• Record set:

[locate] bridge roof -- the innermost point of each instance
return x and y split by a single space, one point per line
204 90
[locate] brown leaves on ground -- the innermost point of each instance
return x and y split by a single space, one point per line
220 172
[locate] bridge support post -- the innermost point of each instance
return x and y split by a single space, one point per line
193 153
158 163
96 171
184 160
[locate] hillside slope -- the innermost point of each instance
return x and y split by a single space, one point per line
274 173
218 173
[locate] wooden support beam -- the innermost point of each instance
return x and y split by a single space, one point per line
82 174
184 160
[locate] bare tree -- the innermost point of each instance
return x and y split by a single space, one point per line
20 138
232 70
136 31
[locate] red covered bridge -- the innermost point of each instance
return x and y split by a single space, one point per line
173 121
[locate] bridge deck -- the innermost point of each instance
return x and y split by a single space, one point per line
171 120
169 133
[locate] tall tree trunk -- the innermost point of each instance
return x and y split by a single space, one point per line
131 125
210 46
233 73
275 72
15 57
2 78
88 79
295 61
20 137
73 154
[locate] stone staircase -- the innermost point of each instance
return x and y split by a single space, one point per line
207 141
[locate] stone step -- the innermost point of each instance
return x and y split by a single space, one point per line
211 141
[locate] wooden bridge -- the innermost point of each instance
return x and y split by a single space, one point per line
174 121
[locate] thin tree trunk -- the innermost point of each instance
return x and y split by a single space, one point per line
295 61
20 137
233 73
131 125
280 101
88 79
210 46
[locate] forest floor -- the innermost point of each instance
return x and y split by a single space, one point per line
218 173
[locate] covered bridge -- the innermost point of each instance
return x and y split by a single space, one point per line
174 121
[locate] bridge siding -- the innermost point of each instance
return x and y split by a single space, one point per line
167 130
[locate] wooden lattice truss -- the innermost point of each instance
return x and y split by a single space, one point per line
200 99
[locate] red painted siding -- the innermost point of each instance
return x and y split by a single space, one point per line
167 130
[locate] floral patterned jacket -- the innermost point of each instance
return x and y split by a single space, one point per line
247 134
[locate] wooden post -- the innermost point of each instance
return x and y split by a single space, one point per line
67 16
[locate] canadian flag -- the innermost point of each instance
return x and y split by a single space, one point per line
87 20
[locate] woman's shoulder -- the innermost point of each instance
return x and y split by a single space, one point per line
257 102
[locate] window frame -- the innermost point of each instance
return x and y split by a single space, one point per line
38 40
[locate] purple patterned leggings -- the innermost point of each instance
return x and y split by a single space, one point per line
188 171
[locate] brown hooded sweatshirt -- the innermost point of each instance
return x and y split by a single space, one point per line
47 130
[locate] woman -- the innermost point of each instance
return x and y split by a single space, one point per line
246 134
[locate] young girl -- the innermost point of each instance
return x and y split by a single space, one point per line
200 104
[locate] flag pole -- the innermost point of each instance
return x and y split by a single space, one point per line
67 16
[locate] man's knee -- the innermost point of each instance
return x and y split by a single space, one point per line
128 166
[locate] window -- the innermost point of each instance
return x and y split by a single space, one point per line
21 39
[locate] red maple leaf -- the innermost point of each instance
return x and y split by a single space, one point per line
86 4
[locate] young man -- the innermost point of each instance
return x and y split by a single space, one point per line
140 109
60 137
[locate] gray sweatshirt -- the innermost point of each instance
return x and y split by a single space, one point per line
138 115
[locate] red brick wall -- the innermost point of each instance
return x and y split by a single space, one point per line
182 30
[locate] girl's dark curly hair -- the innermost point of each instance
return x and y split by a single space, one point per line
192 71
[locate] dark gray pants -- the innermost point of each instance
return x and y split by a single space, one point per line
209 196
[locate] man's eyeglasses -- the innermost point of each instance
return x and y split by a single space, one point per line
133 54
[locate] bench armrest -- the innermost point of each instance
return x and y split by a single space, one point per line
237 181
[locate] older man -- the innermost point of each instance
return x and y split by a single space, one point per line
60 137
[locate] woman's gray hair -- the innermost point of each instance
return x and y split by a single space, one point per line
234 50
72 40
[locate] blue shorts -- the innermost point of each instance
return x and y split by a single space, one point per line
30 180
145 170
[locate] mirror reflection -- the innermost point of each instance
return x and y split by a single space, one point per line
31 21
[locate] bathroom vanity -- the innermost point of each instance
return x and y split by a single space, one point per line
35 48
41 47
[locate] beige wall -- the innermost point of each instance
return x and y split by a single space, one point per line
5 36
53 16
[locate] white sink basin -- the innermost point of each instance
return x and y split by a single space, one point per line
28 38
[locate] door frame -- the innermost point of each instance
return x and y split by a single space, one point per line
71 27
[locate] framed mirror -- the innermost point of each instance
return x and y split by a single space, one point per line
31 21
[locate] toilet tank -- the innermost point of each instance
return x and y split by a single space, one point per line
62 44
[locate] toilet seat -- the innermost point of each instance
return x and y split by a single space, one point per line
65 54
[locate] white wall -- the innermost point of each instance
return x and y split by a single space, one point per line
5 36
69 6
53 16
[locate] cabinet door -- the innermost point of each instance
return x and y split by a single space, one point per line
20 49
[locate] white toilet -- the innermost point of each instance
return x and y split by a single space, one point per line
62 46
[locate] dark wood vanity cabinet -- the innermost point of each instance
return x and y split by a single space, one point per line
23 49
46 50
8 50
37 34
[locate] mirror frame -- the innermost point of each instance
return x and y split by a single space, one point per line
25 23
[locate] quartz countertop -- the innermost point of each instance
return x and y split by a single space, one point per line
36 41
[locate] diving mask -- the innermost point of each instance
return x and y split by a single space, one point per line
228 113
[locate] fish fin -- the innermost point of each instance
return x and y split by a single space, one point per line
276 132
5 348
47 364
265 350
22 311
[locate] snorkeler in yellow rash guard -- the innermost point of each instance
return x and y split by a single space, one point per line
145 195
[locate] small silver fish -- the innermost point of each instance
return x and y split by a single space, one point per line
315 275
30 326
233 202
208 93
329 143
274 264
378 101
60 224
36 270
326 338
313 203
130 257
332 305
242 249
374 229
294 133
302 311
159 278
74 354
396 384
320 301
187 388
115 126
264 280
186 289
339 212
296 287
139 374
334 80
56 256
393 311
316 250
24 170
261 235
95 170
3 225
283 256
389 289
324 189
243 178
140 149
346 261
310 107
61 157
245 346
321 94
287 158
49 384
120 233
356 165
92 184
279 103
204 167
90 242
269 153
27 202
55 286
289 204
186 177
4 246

• Directions: Give the lines exactly as they stand, from the line with "[locate] small silver" through the end of the material.

• Final result:
[locate] small silver fish -- the innermost point of each instance
return x and y split by a single space, one point per line
315 275
30 326
233 202
208 93
329 143
274 264
378 101
60 224
36 270
326 338
313 203
130 257
332 305
242 249
374 229
294 133
302 311
159 278
74 354
396 384
320 301
187 388
115 126
264 280
186 289
339 212
296 287
139 374
334 80
56 256
393 311
316 250
24 170
261 235
95 170
3 225
283 256
389 289
324 189
243 178
140 149
346 261
310 107
61 157
245 346
321 94
287 158
49 384
120 233
356 165
92 184
279 103
204 167
90 242
269 153
27 202
55 286
289 204
186 177
4 246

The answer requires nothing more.